▸ **MATERIAL PROVIDED**
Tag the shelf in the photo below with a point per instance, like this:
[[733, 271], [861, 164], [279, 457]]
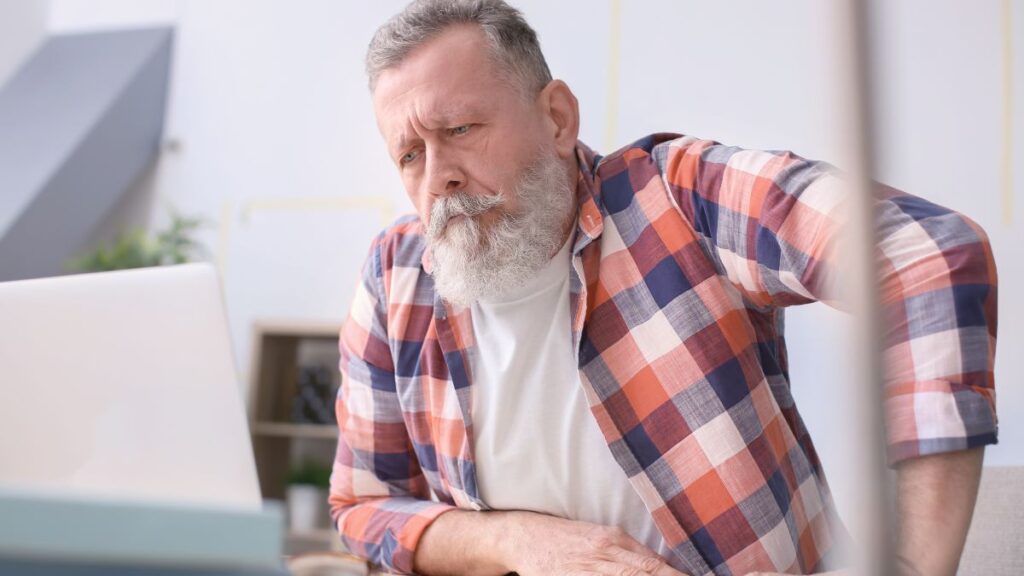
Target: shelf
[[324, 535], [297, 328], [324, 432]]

---

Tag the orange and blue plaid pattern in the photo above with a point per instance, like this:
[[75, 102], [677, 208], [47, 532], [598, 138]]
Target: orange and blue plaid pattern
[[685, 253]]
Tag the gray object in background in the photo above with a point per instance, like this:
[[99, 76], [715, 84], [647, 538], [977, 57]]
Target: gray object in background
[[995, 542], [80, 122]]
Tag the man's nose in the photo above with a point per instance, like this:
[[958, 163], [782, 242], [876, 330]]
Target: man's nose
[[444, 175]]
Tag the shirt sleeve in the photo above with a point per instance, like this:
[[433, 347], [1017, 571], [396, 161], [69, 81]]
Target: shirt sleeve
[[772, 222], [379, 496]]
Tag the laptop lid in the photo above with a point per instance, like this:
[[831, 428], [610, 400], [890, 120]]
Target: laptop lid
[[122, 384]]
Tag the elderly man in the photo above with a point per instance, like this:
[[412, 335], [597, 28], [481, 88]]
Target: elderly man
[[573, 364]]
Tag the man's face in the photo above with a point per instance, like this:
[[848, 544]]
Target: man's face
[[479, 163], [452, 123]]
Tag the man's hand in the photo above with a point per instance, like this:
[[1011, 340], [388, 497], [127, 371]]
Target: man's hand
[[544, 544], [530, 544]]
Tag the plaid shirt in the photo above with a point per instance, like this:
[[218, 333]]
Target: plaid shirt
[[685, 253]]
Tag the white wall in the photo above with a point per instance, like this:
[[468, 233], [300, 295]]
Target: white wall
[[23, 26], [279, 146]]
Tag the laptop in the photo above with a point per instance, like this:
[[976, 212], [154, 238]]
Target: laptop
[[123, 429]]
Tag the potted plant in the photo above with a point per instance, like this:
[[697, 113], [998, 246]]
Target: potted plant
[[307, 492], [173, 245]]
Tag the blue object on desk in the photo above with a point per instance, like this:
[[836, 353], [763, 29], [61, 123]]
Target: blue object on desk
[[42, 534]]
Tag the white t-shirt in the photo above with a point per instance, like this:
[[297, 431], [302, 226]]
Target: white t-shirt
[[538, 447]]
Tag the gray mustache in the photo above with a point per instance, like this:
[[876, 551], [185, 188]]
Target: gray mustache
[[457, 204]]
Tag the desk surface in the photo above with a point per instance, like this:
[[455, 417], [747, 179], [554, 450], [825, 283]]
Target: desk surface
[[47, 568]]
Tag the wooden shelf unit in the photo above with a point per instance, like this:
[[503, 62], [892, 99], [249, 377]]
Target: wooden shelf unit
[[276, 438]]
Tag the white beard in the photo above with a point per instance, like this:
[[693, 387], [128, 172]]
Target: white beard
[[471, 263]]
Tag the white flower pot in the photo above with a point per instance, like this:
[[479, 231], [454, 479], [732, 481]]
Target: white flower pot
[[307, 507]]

* * *

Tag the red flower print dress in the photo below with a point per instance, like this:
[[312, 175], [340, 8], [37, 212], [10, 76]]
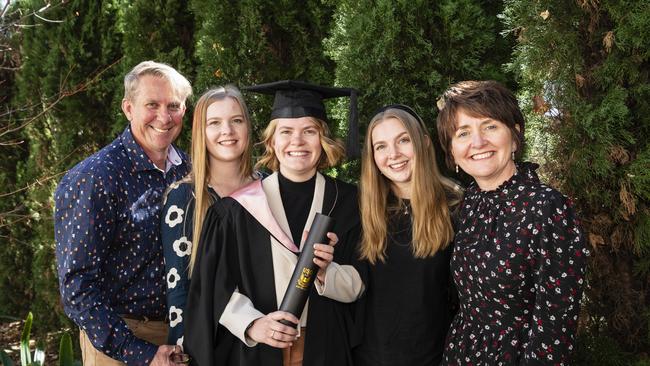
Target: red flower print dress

▸ **TO DO**
Substitute "occurrence" for "instance" in the stretch from the line containing "Tag the desk" through the line containing "[[471, 263]]", and reproduce only those lines with nothing else altered.

▸ **WRITTEN ANSWER**
Tag the desk surface in the photo above with a point per occurrence, like this:
[[455, 417], [747, 179], [554, 450], [825, 283]]
Target: desk surface
[[47, 568]]
Tag the wooden shelf unit in the photo above with a point per occurrence, like this:
[[503, 62], [892, 99], [249, 377]]
Target: wooden shelf unit
[[276, 438]]
Tag the white beard in the photo above with a point per occurrence, like this:
[[693, 387], [128, 172]]
Target: white beard
[[471, 263]]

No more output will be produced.